### Selected text
--- BEGIN ---
It shortlisted East Japan Railway as a minority partner with the Dutch state rail company Abellio, in the consortium West Midlands Trains Ltd as one of three groups bidding to take over the West Midlands franchise next October. which provides commuter services into London and Birmingham including my home town of Berkhamsted.

But more significantly it decided that East Japan Railway would qualify as an approved bidder for any other franchise up for grabs until 2020.

The Telegraph presented  the bid as a move by a company at the cutting edge of technology as it provides some of  Japan’s bullet train services.

But anyone thinking those on the crowded commuter routes will be whisked in by a super bullet train service should think again.

The story is in fact the exact opposite once you study the company’s latest annual report.

What it shows is that the bedrock of the company’s regular income is its commuter services around Tokyo not its bullet trains. And the prospect for making any more money out of them is a tad bleak.
--- END ---
### Aim
Answer these questions using the passage on East Japan Railway's bid for the West Midlands franchise:
1. Which company is East Japan Railway's partner in the consortium West Midlands Trains Ltd?
2. Until what year would East Japan Railway qualify as an approved bidder for any other franchise?
3. According to the company's latest annual report, what is the bedrock of its regular income?

(Position annotation data)
--- BEGIN ---
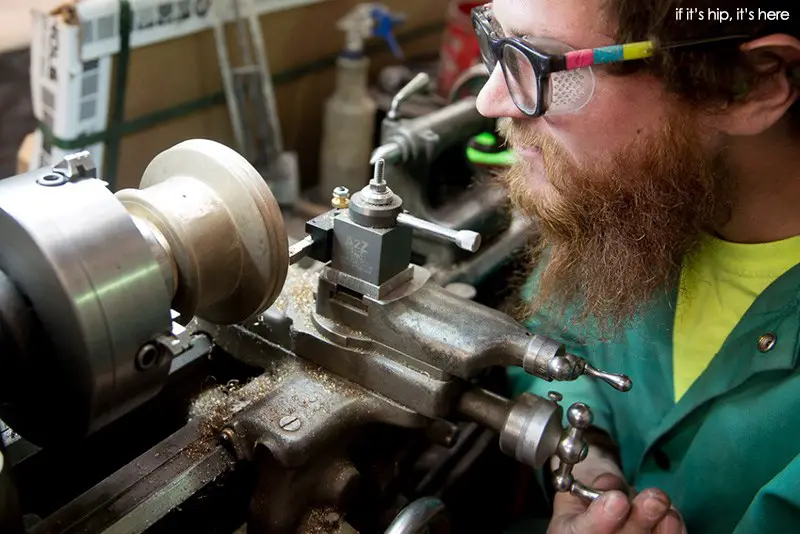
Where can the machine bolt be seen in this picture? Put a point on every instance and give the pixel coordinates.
(52, 179)
(340, 198)
(290, 423)
(378, 182)
(147, 357)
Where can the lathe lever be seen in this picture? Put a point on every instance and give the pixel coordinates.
(617, 381)
(464, 239)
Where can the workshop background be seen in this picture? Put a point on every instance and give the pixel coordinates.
(174, 88)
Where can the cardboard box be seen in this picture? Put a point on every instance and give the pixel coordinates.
(172, 90)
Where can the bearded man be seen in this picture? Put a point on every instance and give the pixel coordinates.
(659, 155)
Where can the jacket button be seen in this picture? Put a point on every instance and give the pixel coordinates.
(661, 459)
(767, 342)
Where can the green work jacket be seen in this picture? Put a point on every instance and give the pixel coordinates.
(728, 453)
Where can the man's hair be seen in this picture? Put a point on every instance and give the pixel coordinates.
(715, 73)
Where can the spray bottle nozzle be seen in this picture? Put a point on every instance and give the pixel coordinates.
(370, 20)
(385, 22)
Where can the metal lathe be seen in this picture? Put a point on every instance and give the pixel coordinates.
(333, 365)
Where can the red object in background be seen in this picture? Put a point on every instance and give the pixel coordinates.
(459, 50)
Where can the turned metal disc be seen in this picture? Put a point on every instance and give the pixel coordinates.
(263, 241)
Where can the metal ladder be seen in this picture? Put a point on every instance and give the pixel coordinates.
(251, 99)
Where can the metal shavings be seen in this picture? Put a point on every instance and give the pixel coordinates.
(215, 407)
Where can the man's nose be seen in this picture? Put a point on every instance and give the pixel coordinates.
(494, 100)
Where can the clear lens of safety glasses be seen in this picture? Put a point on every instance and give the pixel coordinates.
(520, 79)
(564, 92)
(486, 51)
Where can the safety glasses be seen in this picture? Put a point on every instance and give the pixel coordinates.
(545, 76)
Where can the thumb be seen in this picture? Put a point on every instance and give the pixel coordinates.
(605, 515)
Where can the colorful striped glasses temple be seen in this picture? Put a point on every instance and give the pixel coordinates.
(587, 57)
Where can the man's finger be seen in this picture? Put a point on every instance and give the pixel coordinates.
(608, 481)
(647, 511)
(671, 524)
(605, 515)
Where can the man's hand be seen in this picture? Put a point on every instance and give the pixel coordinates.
(614, 512)
(618, 510)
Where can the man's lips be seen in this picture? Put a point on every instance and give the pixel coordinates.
(529, 151)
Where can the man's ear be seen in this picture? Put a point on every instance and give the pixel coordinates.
(775, 57)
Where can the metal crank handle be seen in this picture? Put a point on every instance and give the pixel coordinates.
(572, 450)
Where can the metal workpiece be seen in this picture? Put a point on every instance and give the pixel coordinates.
(18, 332)
(97, 294)
(463, 239)
(222, 226)
(424, 515)
(530, 428)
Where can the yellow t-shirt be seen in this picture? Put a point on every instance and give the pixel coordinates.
(718, 287)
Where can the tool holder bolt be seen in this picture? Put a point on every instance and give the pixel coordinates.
(341, 197)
--- END ---
### Task solution
1. Abellio, the Dutch state rail company.
2. 2020.
3. Its commuter services around Tokyo.